### WHAT TO PRODUCE
Print the entries exactly as given.

*** PROVIDED MATERIAL ***

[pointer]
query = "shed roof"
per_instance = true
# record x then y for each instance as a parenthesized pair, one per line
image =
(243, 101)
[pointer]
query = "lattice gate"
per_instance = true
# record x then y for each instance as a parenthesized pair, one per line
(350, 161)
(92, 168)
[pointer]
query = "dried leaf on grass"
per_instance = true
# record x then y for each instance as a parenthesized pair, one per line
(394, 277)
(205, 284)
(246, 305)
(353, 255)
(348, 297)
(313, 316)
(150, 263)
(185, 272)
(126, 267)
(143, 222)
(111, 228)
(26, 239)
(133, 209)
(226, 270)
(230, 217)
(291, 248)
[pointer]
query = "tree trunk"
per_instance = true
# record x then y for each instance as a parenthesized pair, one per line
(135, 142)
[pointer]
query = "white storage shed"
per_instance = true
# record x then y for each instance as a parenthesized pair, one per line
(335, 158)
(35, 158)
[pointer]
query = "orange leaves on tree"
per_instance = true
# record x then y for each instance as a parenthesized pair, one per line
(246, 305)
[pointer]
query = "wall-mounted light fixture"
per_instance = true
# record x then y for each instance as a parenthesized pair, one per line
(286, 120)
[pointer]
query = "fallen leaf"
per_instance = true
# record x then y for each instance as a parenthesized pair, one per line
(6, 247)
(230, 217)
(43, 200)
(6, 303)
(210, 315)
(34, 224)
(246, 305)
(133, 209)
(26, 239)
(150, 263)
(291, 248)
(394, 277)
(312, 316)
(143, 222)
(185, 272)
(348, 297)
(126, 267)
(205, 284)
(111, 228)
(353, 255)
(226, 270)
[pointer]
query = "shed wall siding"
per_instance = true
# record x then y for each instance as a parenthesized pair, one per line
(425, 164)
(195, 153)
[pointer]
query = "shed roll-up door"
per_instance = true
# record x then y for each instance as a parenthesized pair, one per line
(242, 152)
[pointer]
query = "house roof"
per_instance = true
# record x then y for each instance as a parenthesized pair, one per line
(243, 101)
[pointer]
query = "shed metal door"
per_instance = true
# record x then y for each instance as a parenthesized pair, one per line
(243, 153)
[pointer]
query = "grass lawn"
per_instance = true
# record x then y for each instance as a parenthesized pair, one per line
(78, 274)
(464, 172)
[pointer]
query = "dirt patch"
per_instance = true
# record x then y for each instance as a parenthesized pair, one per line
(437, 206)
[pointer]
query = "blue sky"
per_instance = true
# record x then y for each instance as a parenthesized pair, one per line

*** End of PROVIDED MATERIAL ***

### ANSWER TO THIS TASK
[pointer]
query = "shed roof"
per_instance = true
# record x then y for each instance as a parenthesized pair, one per line
image =
(243, 101)
[pointer]
query = "lattice gate"
per_instance = true
# record x then y for each instance as a parenthesized pair, one per line
(350, 161)
(92, 168)
[pointer]
query = "dried leaf on grass"
per_instance = true
# record x then y for each instance as a parenthesized pair, one per line
(394, 277)
(205, 284)
(246, 305)
(353, 255)
(348, 297)
(313, 316)
(150, 263)
(185, 272)
(126, 267)
(143, 222)
(111, 228)
(26, 239)
(133, 209)
(226, 270)
(230, 217)
(291, 248)
[pointer]
query = "tree trunk"
per_instance = true
# record x then y for each instance as a parenthesized pair, one per line
(135, 142)
[pointer]
query = "white storage shed"
per_instance = true
# record x then y for each instance as a parenthesized pair, one per line
(335, 158)
(35, 158)
[pointer]
query = "orange leaves on tree"
per_instance = true
# record x then y for each instance as a parenthesized pair, one per line
(246, 305)
[pointer]
query = "wall-mounted light fixture"
per_instance = true
# record x then y for each instance as a parenthesized pair, one per line
(286, 120)
[pointer]
query = "fallen leaf"
per_instance = true
# record x then y for each instance as a parenthesized pair, one per line
(6, 247)
(230, 217)
(43, 200)
(6, 303)
(210, 315)
(34, 224)
(246, 305)
(133, 209)
(26, 239)
(150, 263)
(291, 248)
(394, 277)
(312, 316)
(143, 222)
(185, 272)
(348, 297)
(126, 267)
(205, 284)
(111, 228)
(353, 255)
(226, 270)
[pointer]
query = "shed wall siding"
per_instance = true
# record x then y for each instance as a parenthesized pair, one per line
(425, 164)
(195, 153)
[pointer]
query = "shed roll-up door"
per_instance = true
# record x then y for each instance as a parenthesized pair, one per line
(242, 152)
[pointer]
query = "house roof"
per_instance = true
# record x then y for each instance as a parenthesized pair, one per line
(243, 101)
[pointer]
query = "shed metal door"
per_instance = true
# record x then y for each instance as a parenthesized pair, one per line
(243, 153)
[pointer]
query = "grass lawn"
per_instance = true
# record x then y for each instance as a parenthesized pair, one per line
(78, 274)
(464, 172)
[pointer]
query = "dirt patch"
per_instance = true
# record x then y for each instance as a parenthesized pair, one per line
(437, 206)
[pointer]
query = "blue sky"
per_instance = true
# record x then y for each instance as a parenthesized pair, one per line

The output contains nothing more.